Given data =
++++

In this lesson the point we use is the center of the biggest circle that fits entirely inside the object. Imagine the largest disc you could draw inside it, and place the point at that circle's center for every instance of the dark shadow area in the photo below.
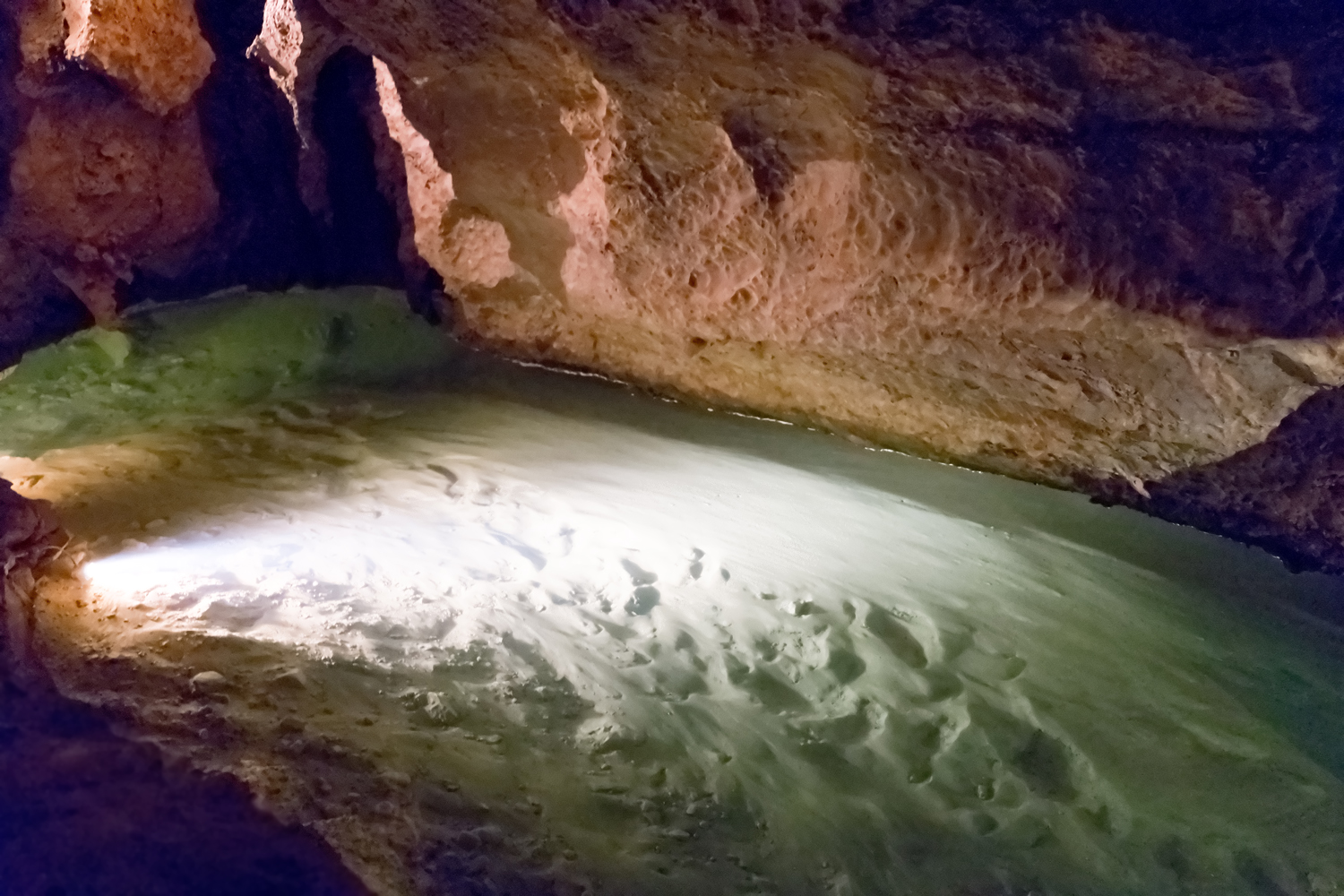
(83, 812)
(365, 226)
(266, 237)
(23, 280)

++++

Exercise prompt = Rescale the rows above by writing every line again, requests included, with each point coordinate in the answers multiplied by 1.55 and rounded to the nearest whole number, halves rounding up. Leave the pictures out of your answer.

Response =
In this lesson the point we use is the center of the biggest circle that fits entirely inside the object. Imagine the largest disc you could draw inside it, and place the point at that circle's center for every instance of the dark shadow area in the photo below.
(129, 1259)
(566, 350)
(412, 367)
(36, 434)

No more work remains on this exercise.